Рубцов чувствовал себя на взлёте. За первыми крупными
подборками стихов в центральных журналах виделось близкое признание. Исключение
из института казалось несущественной ошибкой, которую легко исправить. В Николу
к жене и дочери он вернулся счастливым. Казалось, что жизнь налаживается. Может
быть впервые – и увы, так не надолго – был Рубцов по настоящему счастлив…
Когда заря, светясь по сосняку,
Горит, горит, и лес уже не дремлет,
И тени сосен падают в реку,
И свет бежит на улицы деревни,
Когда, смеясь, на дворике глухом
Встречают солнце взрослые и дети,—
Воспрянув духом, выбегу на холм
И все увижу в самом лучшем свете.
Деревья, избы, лошадь на мосту,
Цветущий луг — везде о них тоскую.
И, разлюбив вот эту красоту,
Я не создам, наверное, другую...
Из
письма А. Яшину: «А ещё потому нахожусь
именно здесь, что здесь мне легче дышится, легче пишется, легче ходится по
земле».
Высокий дуб, глубокая вода,
Спокойные кругом ложатся тени,
И тихо так, как будто никогда
Природа здесь не знала потрясений.
И тихо так, как будто никогда
Здесь крыши сел не слыхивали грома.
Не встрепенется ветер у пруда
И на дворе не зашуршит солома.
И редок сонный коростеля крик.
Вернулся я - былое не вернется.

_____

[ЗАДАНИЕ]
Допишите продолжение отрывка о Рубцове и его стихах, начав сразу после последней приведённой строки.

_____

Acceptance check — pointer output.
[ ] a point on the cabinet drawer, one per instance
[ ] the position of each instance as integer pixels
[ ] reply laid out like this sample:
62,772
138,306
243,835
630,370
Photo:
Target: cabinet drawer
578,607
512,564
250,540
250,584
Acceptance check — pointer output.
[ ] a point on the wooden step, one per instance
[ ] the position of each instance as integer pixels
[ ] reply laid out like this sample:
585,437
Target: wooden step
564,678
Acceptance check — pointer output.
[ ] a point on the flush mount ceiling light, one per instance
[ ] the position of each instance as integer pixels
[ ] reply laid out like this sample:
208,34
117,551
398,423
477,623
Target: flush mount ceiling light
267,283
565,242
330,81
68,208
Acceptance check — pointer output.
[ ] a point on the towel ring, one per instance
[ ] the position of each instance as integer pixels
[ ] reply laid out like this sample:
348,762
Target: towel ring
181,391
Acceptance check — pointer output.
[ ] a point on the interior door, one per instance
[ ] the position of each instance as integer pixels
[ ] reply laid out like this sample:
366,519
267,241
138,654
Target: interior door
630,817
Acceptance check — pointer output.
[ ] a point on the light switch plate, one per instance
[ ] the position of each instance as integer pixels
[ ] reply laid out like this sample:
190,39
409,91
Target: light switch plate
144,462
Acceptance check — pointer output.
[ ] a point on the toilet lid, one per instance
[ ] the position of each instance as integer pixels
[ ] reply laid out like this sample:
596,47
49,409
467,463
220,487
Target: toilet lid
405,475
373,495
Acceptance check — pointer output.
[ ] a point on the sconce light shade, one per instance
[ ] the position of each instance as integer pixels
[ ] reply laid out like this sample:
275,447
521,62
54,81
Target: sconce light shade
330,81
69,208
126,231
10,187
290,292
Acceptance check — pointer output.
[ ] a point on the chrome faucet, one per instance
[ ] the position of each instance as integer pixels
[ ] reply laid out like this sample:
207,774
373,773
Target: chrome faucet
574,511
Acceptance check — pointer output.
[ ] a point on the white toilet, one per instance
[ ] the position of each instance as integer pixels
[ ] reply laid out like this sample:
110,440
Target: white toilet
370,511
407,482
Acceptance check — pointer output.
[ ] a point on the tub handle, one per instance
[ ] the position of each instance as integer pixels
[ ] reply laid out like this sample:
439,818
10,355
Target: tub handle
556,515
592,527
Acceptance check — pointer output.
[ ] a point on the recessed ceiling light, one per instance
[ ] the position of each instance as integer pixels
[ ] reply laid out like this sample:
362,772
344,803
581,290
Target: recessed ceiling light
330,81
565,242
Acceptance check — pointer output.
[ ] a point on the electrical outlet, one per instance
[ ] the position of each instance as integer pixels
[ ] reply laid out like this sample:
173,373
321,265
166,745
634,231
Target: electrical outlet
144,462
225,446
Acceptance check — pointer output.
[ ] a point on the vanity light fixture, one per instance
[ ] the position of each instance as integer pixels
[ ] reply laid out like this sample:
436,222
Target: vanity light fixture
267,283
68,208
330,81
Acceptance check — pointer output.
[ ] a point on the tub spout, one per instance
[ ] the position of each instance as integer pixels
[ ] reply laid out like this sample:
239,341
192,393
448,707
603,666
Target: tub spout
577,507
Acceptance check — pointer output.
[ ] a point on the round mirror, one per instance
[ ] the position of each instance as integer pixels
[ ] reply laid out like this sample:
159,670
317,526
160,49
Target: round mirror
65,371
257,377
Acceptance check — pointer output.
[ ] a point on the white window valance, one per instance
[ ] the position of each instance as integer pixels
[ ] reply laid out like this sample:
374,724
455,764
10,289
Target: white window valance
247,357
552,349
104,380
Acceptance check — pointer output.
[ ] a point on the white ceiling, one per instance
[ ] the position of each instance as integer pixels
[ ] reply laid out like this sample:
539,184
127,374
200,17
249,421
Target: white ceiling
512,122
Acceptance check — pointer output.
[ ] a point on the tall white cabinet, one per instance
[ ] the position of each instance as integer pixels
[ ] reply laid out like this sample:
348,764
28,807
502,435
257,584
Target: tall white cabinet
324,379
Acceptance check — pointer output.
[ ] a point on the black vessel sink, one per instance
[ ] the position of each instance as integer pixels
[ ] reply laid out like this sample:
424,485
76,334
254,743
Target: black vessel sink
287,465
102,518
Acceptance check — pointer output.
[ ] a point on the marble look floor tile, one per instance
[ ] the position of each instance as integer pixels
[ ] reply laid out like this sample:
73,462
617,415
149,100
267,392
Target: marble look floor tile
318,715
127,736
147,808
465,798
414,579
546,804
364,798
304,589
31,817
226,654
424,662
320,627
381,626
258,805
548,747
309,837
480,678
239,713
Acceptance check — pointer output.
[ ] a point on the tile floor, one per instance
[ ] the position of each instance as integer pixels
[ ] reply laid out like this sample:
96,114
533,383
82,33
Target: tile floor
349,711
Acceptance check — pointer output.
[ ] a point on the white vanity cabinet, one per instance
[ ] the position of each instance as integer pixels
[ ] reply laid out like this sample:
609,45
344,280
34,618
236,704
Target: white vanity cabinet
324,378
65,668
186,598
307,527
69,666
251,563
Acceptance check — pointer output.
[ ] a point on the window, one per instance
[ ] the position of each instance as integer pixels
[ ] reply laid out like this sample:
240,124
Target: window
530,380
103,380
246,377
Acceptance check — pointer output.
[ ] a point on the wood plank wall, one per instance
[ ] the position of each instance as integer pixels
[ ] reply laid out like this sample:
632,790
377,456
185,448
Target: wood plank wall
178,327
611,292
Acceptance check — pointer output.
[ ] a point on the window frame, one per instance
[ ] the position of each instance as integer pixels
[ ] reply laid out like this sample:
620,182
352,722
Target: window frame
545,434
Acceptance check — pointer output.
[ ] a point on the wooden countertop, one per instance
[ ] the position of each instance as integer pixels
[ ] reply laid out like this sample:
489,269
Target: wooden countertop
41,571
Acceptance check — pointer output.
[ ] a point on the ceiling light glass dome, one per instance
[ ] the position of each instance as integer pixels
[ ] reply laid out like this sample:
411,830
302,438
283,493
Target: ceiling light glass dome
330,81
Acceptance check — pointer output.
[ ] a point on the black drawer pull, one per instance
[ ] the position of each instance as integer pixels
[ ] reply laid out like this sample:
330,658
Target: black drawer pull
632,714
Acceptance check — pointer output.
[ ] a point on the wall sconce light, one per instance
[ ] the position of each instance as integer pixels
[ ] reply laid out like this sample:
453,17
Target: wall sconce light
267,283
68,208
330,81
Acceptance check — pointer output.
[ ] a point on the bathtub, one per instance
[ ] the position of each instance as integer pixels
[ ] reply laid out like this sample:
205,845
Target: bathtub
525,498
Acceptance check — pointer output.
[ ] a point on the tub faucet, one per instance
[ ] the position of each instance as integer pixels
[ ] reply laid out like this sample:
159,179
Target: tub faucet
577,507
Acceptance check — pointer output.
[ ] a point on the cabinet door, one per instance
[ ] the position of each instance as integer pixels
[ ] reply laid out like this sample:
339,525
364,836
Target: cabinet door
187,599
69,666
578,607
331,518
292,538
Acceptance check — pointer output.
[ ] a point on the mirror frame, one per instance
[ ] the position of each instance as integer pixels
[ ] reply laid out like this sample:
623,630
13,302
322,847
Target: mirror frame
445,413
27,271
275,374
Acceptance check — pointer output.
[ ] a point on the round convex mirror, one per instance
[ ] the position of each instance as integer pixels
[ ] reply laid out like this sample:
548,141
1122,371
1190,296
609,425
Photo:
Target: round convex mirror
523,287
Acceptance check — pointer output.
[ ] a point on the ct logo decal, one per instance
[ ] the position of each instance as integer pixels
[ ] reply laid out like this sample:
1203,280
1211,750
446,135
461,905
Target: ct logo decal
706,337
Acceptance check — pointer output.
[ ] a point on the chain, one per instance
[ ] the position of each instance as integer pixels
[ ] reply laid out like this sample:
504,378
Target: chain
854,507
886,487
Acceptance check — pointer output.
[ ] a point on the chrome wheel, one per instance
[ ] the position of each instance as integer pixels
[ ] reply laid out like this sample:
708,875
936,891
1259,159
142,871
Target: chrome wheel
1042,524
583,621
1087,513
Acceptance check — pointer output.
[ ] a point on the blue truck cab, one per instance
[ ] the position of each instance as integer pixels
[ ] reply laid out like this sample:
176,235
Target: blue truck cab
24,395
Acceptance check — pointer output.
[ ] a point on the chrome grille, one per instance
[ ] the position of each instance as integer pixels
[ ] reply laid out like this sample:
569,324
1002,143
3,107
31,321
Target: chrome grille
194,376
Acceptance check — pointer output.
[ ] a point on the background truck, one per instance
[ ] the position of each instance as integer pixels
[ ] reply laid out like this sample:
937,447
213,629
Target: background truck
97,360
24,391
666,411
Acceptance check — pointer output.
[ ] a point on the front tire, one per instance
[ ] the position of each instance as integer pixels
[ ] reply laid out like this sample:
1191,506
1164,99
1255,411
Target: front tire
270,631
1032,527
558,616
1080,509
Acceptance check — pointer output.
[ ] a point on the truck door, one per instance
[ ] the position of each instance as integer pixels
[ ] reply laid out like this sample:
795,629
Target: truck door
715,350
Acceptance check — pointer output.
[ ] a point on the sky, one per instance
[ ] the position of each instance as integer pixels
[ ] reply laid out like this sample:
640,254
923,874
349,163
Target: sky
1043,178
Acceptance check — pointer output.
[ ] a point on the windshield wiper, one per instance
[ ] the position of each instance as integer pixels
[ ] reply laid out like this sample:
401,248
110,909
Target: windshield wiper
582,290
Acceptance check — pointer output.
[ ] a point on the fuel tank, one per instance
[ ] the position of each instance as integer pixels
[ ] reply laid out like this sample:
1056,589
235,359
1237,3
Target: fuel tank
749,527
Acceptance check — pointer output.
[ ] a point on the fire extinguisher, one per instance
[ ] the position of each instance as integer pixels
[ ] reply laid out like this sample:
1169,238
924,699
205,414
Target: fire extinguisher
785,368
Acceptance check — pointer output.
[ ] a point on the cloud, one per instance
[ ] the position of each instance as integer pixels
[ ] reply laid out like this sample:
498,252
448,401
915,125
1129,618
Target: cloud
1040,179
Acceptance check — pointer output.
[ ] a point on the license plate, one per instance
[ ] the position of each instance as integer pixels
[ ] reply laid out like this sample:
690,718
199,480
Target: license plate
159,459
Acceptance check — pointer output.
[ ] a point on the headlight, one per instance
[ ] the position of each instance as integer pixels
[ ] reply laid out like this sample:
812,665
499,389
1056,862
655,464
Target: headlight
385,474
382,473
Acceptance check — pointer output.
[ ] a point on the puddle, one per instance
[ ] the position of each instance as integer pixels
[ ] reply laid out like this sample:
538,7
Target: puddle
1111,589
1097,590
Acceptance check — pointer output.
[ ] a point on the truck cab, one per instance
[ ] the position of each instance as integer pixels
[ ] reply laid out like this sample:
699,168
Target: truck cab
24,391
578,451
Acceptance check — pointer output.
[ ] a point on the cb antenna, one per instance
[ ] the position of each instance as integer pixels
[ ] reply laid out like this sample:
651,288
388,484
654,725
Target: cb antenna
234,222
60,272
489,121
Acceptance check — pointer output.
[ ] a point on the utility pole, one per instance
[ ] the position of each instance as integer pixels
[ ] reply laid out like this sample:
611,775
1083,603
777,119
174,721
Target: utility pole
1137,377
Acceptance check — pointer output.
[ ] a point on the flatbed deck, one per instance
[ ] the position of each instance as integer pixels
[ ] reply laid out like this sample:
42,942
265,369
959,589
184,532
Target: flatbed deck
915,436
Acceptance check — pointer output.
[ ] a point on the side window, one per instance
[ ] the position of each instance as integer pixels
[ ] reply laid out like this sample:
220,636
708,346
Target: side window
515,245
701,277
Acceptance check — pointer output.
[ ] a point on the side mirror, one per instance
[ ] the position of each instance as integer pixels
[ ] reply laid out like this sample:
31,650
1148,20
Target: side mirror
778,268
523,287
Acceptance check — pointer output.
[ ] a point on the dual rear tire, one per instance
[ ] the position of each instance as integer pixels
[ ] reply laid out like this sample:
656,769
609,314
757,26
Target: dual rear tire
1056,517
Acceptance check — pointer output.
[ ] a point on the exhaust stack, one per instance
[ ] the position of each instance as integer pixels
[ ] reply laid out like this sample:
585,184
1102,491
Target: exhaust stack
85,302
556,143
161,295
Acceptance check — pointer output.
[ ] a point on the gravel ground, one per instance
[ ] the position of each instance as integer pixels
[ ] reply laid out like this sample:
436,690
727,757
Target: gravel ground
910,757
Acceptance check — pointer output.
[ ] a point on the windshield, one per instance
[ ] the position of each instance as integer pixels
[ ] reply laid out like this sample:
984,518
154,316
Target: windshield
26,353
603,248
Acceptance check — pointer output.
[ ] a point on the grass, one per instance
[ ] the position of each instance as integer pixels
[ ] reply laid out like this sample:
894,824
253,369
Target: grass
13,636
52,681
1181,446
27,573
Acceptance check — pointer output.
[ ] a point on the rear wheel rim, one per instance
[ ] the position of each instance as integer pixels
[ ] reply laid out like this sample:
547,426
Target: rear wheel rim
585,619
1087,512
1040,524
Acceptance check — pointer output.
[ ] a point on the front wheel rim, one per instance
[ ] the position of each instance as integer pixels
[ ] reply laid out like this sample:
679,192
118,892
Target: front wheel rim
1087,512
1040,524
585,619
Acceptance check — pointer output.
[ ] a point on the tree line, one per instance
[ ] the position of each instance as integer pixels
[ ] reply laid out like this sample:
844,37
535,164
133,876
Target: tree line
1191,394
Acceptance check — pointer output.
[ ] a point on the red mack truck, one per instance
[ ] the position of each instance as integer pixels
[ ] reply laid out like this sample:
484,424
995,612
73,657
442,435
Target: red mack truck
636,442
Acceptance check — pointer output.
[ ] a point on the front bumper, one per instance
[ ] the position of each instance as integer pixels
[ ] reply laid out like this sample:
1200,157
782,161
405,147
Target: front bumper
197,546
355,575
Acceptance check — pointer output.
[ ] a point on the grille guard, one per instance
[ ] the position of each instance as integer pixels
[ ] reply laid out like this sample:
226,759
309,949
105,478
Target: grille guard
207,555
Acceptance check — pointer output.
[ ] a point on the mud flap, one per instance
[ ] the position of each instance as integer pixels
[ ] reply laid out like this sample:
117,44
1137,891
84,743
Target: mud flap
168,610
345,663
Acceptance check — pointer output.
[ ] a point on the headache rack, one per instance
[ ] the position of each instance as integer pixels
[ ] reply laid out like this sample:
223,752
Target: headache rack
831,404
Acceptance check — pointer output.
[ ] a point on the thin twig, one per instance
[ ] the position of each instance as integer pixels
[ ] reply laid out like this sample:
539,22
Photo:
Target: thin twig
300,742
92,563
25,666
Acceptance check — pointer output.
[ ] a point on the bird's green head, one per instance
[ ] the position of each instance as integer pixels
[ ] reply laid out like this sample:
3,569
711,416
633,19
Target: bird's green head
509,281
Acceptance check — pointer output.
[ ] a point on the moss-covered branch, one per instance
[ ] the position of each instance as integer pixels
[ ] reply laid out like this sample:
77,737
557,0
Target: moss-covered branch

_____

[ОТВЕТ]
Продлится пусть хотя бы этот миг,
Ну, что же - пусть хоть это остается,
Пока еще не ведома беда,
И так спокойно двигаются тени,
И тихо так, как будто никогда
Уже не будет в жизни потрясений.
И всей душой, которую не жаль
Всю потопить в таинственном и милом,
Овладевает тихая печаль,
Как лунный свет овладевает миром.
Рубцов
любил ходить пешком, любил облака над головой, цветы и деревья, деревенские
просёлки. Работалось ему в это лето удивительно хорошо. 50 стихотворений было
написано им в Николе. Но лето прошло, по-осеннему потемнели спокойные воды
Толшмы. В институте Рубцова не восстановили… Наверно, он мог бы остаться в
Москве. Здесь были знакомые, которые могли помочь ему в этом. Но он поехал в
свою избу с плоской крышей в нищую вологодскую деревню:
В этой деревне огни не погашены.
Ты мне тоску не пророчь!
Светлыми звездами нежно украшена
Тихая зимняя ночь.
Светятся тихие, светятся чудные,
Слышится шум полыньи...
Были пути мои трудные, трудные.
Где ж вы, печали мои?
Скромная девушка мне улыбается,
Сам я улыбчив и рад!
Трудное, трудное - все забывается,
Светлые звезды горят!
- Кто мне сказал, что во мгле
заметеленной
Глохнет покинутый луг?
Кто мне сказал, что надежды потеряны?
Кто это выдумал, друг?
Денег
у Рубцова не было. Он был вынужден взять в районной газете командировку. О
какой деревенской идиллии может идти речь, если в Николе он оказался против
своей воли нахлебником в бедствующей деревенской семье. Генриетта Михайловна
работала в клубе и получала 36 рублей в месяц. Жили Рубцовы очень плохо. Но и
здесь, среди деревенской нищеты и униженности, не покидало его ощущение
истинности избранного пути.
Когда-нибудь ужасной будет ночь.
И мне навстречу злобно и обидно
Такой буран засвищет, что невмочь,
Что станет свету белого не видно!
Но я пойду! Я знаю наперед,
Что счастлив тот, хоть с ног его сбивает,
Кто все пройдет, когда душа ведет,
И выше счастья в жизни не бывает!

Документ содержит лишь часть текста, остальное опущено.